GIVEN PASSAGE:
▽
13.0014 TEI & more from the gadfly

Humanist Discussion Group (humanist@kcl.ac.uk)
Thu, 13 May 1999 20:35:44 +0100 (BST)

Humanist Discussion Group, Vol. 13, No. 14.
Centre for Computing in the Humanities, King's College London
<http://www.princeton.edu/~mccarty/humanist/>
<http://www.kcl.ac.uk/humanities/cch/humanist/>

Date: Thu, 13 May 1999 20:36:09 +0100
From: Mark Olsen <mark@barkov.uchicago.edu>
Subject: TEI & the Gadfly's buzz

In his reply to my post (Humanist 13.0002) of May 7, Michael
suggests that while he did not have me in mind, my position
is a perfect example of what puzzles him about the cool reaction
of software developers in humanities computing to the TEI. I
have to admit that I am both glad to oblige :-) -- since I think
the discussion might be useful -- and very happy to find that I
am not the only developer to inform Michael that they are having
difficulties with the TEI. It may be that developers in humanities
computing are running into a set of problems which need to be
examined with some care.

Michael points out that there are lots of free SGML parsers
out there. I agree. We use one EXTENSIVELY! And looked at others.
But an SGML parser/verifier is a rather limited piece of
software, hardly the kind of system that will allow humanists
to accomplish much substantive work. He concludes:
>> The myth of the incredible expense needed just to acquire
>> SGML software is merely a myth. That companies charge high prices for
>> systems is a consequence of (a) the high utility of those systems to
>> users who can afford those prices, and (b) the laws of the market
>> economy. Welcome to capitalism.

I believe he might have forgotten the "rational agent" assumption of
market capitalism. The software that can be acquired at low cost
clearly does not serve the needs of many users, who, if they can
afford it, purchase very expensive systems. Are all these people
irrational agents, simply wanting to spend alot of money for things
that can be acquired freely or for little cost? I doubt it. And
if such usable tools are going to be very expensive -- as Tim
Bray warns us when talking about the "battalions of programmers"
required to make XML effective -- should not that consideration
be raised when examining the TEI?

So why the disconnect between the availability of free SGML
parsers and acknowledged expense and scarcity of useful
tools? That was the point of my post. By outlining my
considerations in the context of development of PhiloLogic at
ARTFL I was hoping to shed some light on the issue that
puzzles Michael, namely the cool reception of TEI among developers
in humanities computing.

I must have missed the boat since Michael suggests that my
>> reasoning is identical to that of the person who does
>> not want to have to think about the rational numbers, since there are
>> so many of them, and who decides instead to limit discussion to the
>> integers, so as to have fewer to think about.
Yes, both are infinite sets. However, the integers between 1 and 10 is
a finite number, if I recall my math from high school ;-), while the
rational numbers between 1 and 10 are infinite. I KNEW I should
have gone to math class more often....
△
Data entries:
▽
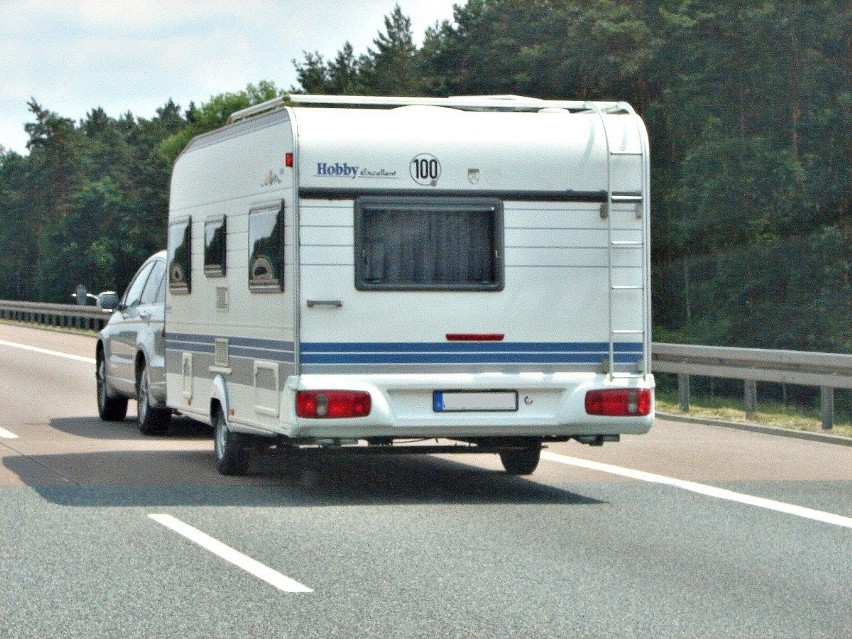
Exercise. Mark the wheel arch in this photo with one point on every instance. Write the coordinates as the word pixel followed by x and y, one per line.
pixel 219 399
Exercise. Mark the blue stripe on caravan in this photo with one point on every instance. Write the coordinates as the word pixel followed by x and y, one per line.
pixel 467 353
pixel 467 347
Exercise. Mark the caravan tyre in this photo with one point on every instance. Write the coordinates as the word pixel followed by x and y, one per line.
pixel 152 421
pixel 110 409
pixel 232 455
pixel 521 461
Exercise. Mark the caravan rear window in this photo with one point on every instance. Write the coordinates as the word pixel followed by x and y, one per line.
pixel 434 244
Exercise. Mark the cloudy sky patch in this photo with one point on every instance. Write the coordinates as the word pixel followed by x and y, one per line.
pixel 122 55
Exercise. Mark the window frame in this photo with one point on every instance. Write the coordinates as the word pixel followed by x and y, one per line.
pixel 274 285
pixel 140 279
pixel 216 267
pixel 180 287
pixel 150 293
pixel 453 204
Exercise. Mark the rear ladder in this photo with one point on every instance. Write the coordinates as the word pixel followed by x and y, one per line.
pixel 622 289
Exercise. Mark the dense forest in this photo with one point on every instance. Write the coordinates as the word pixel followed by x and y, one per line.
pixel 748 106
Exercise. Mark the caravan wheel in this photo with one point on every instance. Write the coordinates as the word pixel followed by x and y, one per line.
pixel 232 455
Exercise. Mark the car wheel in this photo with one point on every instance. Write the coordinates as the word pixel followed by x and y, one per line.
pixel 152 421
pixel 110 409
pixel 522 461
pixel 231 449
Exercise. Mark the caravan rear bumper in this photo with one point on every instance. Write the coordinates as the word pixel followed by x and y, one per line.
pixel 468 405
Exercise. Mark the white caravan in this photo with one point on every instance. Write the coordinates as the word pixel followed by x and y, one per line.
pixel 368 273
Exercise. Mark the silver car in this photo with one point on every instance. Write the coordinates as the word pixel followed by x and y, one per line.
pixel 131 352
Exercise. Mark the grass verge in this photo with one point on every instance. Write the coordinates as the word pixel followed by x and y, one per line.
pixel 768 413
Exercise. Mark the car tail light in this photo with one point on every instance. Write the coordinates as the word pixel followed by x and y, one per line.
pixel 332 404
pixel 619 402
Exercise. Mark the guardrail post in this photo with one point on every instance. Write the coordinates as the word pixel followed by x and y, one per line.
pixel 683 392
pixel 827 401
pixel 750 397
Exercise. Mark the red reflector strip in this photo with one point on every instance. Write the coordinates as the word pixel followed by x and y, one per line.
pixel 332 404
pixel 474 337
pixel 619 402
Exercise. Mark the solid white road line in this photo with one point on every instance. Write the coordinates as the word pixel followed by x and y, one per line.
pixel 703 489
pixel 227 553
pixel 44 351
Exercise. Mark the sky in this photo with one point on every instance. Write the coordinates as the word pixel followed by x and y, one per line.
pixel 134 55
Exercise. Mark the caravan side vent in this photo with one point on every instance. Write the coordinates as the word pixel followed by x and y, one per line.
pixel 220 355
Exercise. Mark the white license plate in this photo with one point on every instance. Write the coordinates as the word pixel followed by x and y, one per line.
pixel 473 401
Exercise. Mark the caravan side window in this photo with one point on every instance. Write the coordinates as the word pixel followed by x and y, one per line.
pixel 266 249
pixel 180 256
pixel 433 244
pixel 214 247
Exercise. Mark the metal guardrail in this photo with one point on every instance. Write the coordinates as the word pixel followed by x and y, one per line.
pixel 66 315
pixel 825 370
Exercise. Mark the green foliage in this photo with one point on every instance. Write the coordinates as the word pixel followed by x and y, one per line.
pixel 214 114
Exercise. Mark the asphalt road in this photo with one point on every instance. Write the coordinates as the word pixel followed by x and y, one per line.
pixel 689 531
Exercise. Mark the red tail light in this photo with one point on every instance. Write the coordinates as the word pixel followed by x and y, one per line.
pixel 619 402
pixel 330 404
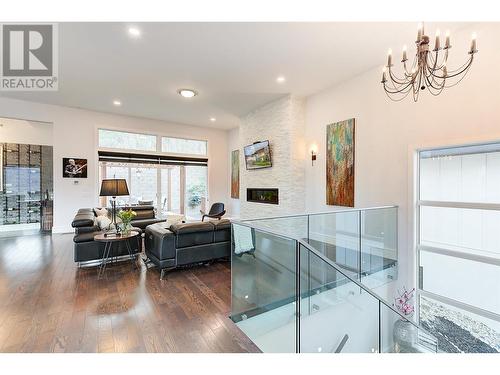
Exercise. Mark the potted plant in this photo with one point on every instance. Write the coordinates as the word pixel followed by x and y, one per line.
pixel 126 217
pixel 405 333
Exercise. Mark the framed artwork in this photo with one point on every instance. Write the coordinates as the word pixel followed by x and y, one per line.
pixel 74 168
pixel 235 174
pixel 340 163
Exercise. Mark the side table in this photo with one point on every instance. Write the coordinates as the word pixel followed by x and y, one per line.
pixel 109 240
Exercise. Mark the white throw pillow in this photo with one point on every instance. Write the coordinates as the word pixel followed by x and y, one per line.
pixel 103 222
pixel 101 212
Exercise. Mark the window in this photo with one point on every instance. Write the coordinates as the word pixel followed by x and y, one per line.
pixel 183 146
pixel 126 141
pixel 458 246
pixel 172 188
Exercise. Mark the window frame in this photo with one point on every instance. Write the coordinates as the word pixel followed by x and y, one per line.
pixel 443 251
pixel 99 147
pixel 160 146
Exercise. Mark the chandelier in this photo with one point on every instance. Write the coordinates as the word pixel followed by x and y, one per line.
pixel 428 70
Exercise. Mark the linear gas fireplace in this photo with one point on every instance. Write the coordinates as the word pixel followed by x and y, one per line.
pixel 263 195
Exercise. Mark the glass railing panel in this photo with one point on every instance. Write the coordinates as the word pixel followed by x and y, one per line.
pixel 290 226
pixel 263 287
pixel 379 249
pixel 336 315
pixel 336 235
pixel 400 335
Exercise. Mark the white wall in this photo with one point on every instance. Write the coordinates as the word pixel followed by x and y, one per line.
pixel 26 132
pixel 75 135
pixel 234 144
pixel 281 122
pixel 388 133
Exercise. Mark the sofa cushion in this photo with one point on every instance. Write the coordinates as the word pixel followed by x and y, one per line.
pixel 83 220
pixel 221 224
pixel 193 234
pixel 222 230
pixel 183 228
pixel 143 223
pixel 100 211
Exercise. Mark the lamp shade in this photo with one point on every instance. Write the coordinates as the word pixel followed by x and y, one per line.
pixel 114 187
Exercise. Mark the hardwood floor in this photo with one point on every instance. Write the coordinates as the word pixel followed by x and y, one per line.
pixel 48 304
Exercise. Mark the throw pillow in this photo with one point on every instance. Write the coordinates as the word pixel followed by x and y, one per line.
pixel 103 222
pixel 101 212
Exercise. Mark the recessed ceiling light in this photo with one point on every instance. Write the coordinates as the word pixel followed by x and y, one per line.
pixel 187 93
pixel 134 31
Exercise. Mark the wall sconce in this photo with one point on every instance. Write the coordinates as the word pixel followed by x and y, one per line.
pixel 314 153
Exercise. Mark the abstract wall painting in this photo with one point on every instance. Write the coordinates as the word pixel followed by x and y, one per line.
pixel 340 163
pixel 235 174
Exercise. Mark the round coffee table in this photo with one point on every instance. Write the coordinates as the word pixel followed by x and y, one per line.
pixel 109 240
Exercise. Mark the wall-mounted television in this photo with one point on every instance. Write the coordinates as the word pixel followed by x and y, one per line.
pixel 258 155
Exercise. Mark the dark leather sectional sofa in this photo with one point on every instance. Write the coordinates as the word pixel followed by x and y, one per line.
pixel 86 249
pixel 176 245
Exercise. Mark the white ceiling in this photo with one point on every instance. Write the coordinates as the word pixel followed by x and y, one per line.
pixel 233 66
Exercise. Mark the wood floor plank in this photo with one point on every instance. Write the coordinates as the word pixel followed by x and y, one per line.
pixel 48 304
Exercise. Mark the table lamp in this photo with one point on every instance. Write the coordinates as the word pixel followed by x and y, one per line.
pixel 113 188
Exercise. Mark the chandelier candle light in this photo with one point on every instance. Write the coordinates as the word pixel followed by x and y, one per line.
pixel 428 70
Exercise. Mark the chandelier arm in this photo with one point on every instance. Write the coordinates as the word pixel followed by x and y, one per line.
pixel 432 83
pixel 413 65
pixel 400 81
pixel 457 72
pixel 399 99
pixel 462 69
pixel 434 61
pixel 431 80
pixel 460 80
pixel 397 90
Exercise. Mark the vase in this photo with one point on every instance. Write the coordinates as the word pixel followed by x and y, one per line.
pixel 405 336
pixel 125 228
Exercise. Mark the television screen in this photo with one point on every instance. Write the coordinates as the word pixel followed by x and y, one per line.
pixel 258 155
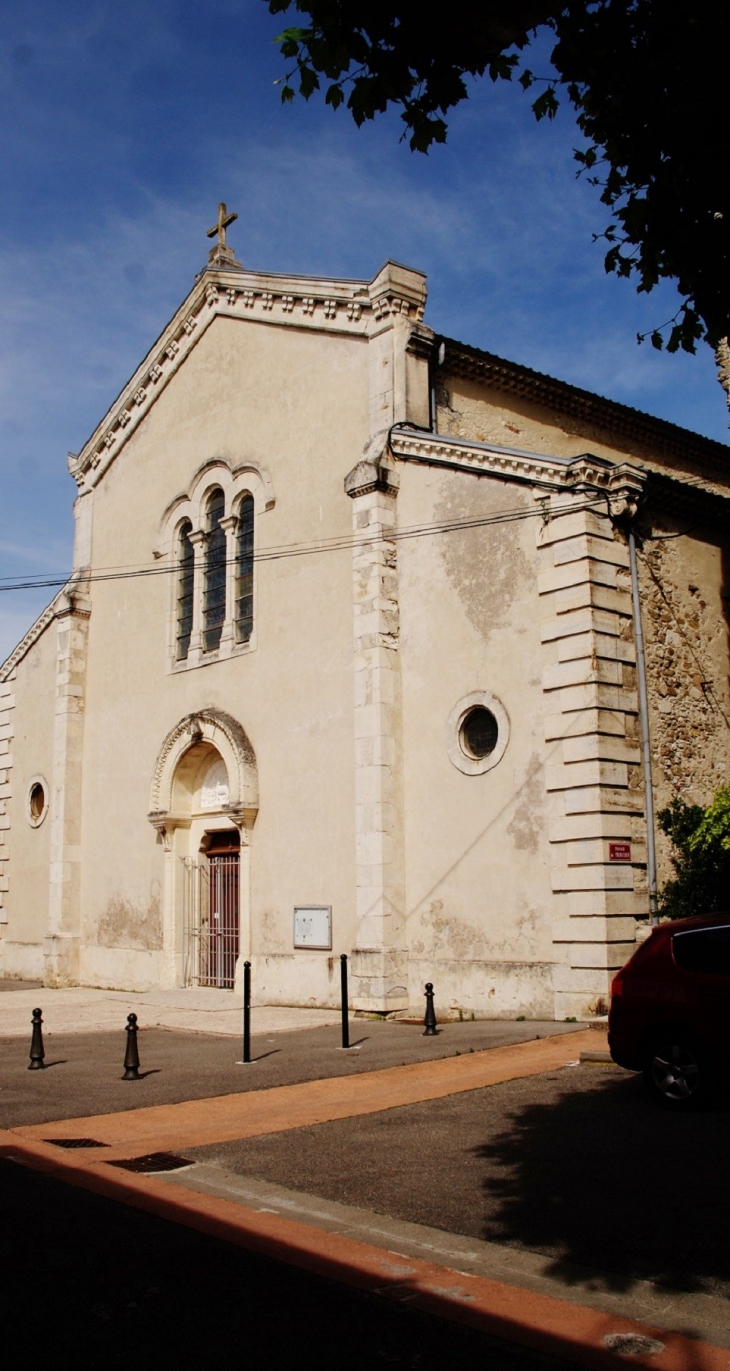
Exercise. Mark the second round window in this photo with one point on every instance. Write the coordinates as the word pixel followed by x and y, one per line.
pixel 479 732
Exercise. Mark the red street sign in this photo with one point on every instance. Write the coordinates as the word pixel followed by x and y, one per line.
pixel 619 852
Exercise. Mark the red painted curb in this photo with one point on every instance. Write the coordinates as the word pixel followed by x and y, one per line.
pixel 557 1327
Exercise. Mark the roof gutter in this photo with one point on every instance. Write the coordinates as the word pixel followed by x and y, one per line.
pixel 644 724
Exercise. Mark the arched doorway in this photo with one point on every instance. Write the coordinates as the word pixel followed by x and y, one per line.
pixel 210 871
pixel 205 795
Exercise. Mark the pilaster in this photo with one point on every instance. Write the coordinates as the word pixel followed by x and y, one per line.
pixel 593 760
pixel 62 941
pixel 7 730
pixel 379 961
pixel 398 374
pixel 229 525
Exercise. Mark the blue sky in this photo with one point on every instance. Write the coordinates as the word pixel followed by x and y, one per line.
pixel 122 128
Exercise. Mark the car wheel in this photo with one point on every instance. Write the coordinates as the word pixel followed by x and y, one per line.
pixel 677 1072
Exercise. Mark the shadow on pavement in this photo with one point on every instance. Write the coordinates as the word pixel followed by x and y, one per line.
pixel 604 1178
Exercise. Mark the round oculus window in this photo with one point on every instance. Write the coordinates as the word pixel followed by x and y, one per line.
pixel 476 732
pixel 479 732
pixel 37 801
△
SHORT PROBLEM A: Rewrite the paragraph of the TEI post that begins "So why the disconnect" as a short bulleted list, keeping its main facts.
SHORT PROBLEM B: Count the lines of the records that contain the string "rear", and reply with the number alone.

WORKED SOLUTION A:
- Free SGML parsers are available, yet useful tools are known to be expensive and scarce, and the writer asks why.
- Raising that gap was the point of the writer's earlier post.
- By outlining the considerations behind developing PhiloLogic at ARTFL, the writer hoped to shed light on what puzzles Michael: the cool reception of TEI among developers in humanities computing.

WORKED SOLUTION B: 3